Every line of the listing must be repeated in the answer without alteration.

*** RECORDS PROVIDED Section Begins ***

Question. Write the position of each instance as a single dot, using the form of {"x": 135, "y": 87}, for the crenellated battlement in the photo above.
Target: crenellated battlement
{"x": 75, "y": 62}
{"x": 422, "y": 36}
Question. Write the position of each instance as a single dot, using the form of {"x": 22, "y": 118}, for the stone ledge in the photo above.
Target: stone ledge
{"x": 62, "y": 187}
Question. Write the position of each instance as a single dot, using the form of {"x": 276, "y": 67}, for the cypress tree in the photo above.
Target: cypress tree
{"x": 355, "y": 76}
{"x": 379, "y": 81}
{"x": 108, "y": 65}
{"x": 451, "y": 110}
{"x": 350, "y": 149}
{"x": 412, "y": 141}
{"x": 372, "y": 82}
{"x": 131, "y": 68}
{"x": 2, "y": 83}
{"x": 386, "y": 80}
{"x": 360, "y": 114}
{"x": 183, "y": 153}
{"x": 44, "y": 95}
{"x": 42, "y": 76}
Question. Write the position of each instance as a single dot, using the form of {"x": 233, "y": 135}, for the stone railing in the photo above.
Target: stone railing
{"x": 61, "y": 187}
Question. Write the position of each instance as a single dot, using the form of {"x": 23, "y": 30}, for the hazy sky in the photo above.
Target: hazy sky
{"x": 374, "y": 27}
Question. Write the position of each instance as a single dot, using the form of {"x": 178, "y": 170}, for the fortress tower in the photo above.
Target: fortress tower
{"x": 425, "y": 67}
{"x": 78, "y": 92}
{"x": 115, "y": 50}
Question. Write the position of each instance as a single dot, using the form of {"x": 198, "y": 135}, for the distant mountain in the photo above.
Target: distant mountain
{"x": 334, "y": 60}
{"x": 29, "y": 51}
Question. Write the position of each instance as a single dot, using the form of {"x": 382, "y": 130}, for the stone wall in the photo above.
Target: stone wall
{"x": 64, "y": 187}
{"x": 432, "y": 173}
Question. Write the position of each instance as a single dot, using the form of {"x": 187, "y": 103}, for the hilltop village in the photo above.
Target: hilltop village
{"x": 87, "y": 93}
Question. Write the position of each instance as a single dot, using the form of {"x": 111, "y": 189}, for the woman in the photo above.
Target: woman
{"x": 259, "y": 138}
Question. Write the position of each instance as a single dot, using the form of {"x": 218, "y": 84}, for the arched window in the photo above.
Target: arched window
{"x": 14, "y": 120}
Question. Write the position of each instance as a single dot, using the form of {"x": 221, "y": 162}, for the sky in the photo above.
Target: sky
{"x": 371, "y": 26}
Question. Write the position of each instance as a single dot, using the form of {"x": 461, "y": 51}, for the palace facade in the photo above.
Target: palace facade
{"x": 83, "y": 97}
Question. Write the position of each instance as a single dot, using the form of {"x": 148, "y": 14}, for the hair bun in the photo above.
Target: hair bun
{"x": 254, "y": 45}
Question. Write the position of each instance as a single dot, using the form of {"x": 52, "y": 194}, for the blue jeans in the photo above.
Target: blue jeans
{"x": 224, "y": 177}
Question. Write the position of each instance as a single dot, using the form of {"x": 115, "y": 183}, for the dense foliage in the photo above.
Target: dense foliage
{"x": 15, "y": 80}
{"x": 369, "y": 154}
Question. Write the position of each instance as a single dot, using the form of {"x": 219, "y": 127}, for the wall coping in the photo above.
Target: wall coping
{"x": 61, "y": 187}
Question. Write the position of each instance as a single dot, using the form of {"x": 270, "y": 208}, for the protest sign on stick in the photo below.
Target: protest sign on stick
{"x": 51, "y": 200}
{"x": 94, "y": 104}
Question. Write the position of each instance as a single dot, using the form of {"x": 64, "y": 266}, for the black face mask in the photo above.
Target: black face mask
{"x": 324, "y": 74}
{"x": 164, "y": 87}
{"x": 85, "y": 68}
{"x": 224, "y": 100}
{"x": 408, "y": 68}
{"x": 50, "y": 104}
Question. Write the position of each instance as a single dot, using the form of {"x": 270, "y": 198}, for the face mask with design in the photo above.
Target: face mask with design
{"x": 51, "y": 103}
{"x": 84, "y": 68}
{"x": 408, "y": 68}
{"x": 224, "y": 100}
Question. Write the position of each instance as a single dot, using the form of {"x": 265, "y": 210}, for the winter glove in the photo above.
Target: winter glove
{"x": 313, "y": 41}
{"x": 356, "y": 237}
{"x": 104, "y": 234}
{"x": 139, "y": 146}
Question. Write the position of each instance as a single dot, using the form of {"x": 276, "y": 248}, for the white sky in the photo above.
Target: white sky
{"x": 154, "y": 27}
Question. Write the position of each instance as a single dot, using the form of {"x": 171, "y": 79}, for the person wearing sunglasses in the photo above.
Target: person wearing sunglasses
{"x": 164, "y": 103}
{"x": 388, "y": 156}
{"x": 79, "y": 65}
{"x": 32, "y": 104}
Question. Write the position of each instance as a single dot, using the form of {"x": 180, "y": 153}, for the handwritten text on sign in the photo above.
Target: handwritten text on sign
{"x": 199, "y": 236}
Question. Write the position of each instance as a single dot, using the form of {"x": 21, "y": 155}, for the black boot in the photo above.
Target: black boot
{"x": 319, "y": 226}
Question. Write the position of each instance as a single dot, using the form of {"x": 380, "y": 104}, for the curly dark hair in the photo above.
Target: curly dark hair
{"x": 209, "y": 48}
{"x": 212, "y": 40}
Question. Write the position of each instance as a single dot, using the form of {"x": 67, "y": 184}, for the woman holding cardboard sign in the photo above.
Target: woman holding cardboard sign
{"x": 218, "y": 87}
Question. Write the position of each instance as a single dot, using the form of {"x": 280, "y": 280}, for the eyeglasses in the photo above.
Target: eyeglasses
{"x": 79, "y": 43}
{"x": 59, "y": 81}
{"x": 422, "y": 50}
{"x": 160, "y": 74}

*** RECORDS PROVIDED Section Ends ***

▶ [SOLUTION TO THIS EXERCISE]
Question. Write the position of each instance as a single dot, using the form of {"x": 135, "y": 87}, for the crenellated battlement in the photo above.
Target: crenellated battlement
{"x": 75, "y": 62}
{"x": 422, "y": 36}
Question. Write the position of each instance as a single dot, using the form of {"x": 22, "y": 118}, for the stone ledge in the photo above.
Target: stone ledge
{"x": 62, "y": 187}
Question. Write the position of each instance as a single dot, using the form of {"x": 276, "y": 67}, for the cypress tree in the photo above.
Target: cypress tree
{"x": 355, "y": 76}
{"x": 379, "y": 81}
{"x": 108, "y": 65}
{"x": 451, "y": 110}
{"x": 350, "y": 149}
{"x": 412, "y": 141}
{"x": 372, "y": 82}
{"x": 131, "y": 68}
{"x": 2, "y": 83}
{"x": 386, "y": 80}
{"x": 360, "y": 114}
{"x": 183, "y": 153}
{"x": 44, "y": 95}
{"x": 42, "y": 76}
Question. Write the position of each instance as a single dot, using the form of {"x": 233, "y": 135}, for the stone railing in the photo above.
Target: stone railing
{"x": 61, "y": 187}
Question. Write the position of each instance as a single dot, using the form of {"x": 23, "y": 30}, for the hazy sky in the photo above.
Target: hazy sky
{"x": 374, "y": 27}
Question. Write the position of each instance as a single dot, using the form of {"x": 178, "y": 170}, for the fortress tower in the photo above.
Target: fortress tower
{"x": 425, "y": 67}
{"x": 78, "y": 92}
{"x": 115, "y": 50}
Question. Write the position of each instance as a single dot, using the form of {"x": 198, "y": 135}, for the distant mountain in the photo above.
Target: distant mountain
{"x": 334, "y": 60}
{"x": 29, "y": 51}
Question. Write the position of each instance as a single dot, using the form of {"x": 382, "y": 130}, for the stone wall in the photo above.
Target: stone wall
{"x": 64, "y": 187}
{"x": 432, "y": 173}
Question. Write the position of each instance as a single dot, using the form of {"x": 187, "y": 103}, for the hilltop village in the photo above.
Target: hilltop village
{"x": 87, "y": 93}
Question. Write the position of each instance as a single dot, using the form of {"x": 111, "y": 189}, for the woman in the photo above.
Target: woman
{"x": 259, "y": 138}
Question. Write the position of each instance as a single dot, using the form of {"x": 218, "y": 84}, for the arched window in the photo above.
Target: arched window
{"x": 14, "y": 120}
Question. Write the position of each instance as a single dot, using the form of {"x": 221, "y": 162}, for the sky in the photo above.
Target: sky
{"x": 371, "y": 26}
Question. Write the position of each instance as a single dot, using the form of {"x": 461, "y": 51}, for the palace facade in the photo above.
Target: palace facade
{"x": 83, "y": 97}
Question. Write the position of each instance as a single dot, using the form of {"x": 148, "y": 14}, for the hair bun in the photo above.
Target: hair bun
{"x": 254, "y": 45}
Question. Write the position of each instance as a single dot, using the form of {"x": 52, "y": 194}, for the blue jeans in the photo above.
Target: blue jeans
{"x": 224, "y": 177}
Question. Write the position of each instance as a single dot, using the form of {"x": 115, "y": 183}, for the dense foliage in the photo above.
Target: dense foliage
{"x": 15, "y": 80}
{"x": 369, "y": 154}
Question. Write the position of each instance as a single dot, using the form of {"x": 219, "y": 127}, for the wall coping in the photo above.
Target: wall coping
{"x": 61, "y": 187}
Question. Write the position of each instance as a single dot, using the form of {"x": 270, "y": 208}, for the protest sign on stick in the photo below.
Target: protest sign on stick
{"x": 51, "y": 200}
{"x": 94, "y": 104}
Question. Write the position of each instance as a single dot, using the form of {"x": 64, "y": 266}, for the black face mask in the photo above.
Target: black face mask
{"x": 324, "y": 74}
{"x": 164, "y": 87}
{"x": 85, "y": 68}
{"x": 224, "y": 100}
{"x": 408, "y": 68}
{"x": 50, "y": 104}
Question. Write the position of each instance as a single dot, using the form of {"x": 270, "y": 198}, for the face mask with design in the photo above.
Target: face mask with design
{"x": 51, "y": 103}
{"x": 84, "y": 68}
{"x": 408, "y": 68}
{"x": 224, "y": 100}
Question. Write the position of each instance as a single dot, using the form of {"x": 265, "y": 210}, for the winter glove in the photo above.
Target: winter glove
{"x": 313, "y": 41}
{"x": 356, "y": 237}
{"x": 104, "y": 234}
{"x": 139, "y": 146}
Question. Write the position of each instance as a single dot, using the form of {"x": 276, "y": 248}, for the white sky in the photo above.
Target: white sky
{"x": 154, "y": 27}
Question. Write the position of each instance as a single dot, using the form of {"x": 171, "y": 79}, for the person wearing sunglasses in the photo above.
Target: person wearing sunglasses
{"x": 164, "y": 103}
{"x": 388, "y": 156}
{"x": 79, "y": 65}
{"x": 32, "y": 104}
Question. Write the position of each instance as a single dot, using the form of {"x": 180, "y": 153}, for the handwritten text on sign in the photo above.
Target: handwritten text on sign
{"x": 199, "y": 236}
Question. Write the position of each instance as a single dot, using the form of {"x": 21, "y": 155}, for the black boot in the photo above.
Target: black boot
{"x": 319, "y": 226}
Question. Write the position of each instance as a single dot, using the form of {"x": 380, "y": 104}, for the curly dark hair in the photo above.
Target: curly dark hair
{"x": 209, "y": 48}
{"x": 212, "y": 40}
Question. Write the position of each instance as a single dot, using the form of {"x": 67, "y": 184}, for the woman holding cardboard sign in the photo above.
Target: woman holding cardboard sign
{"x": 218, "y": 87}
Question. Write the position of each instance as a single dot, using the form of {"x": 280, "y": 280}, for the eyeglasses in the photo above.
Target: eyeglasses
{"x": 79, "y": 43}
{"x": 59, "y": 81}
{"x": 422, "y": 50}
{"x": 160, "y": 74}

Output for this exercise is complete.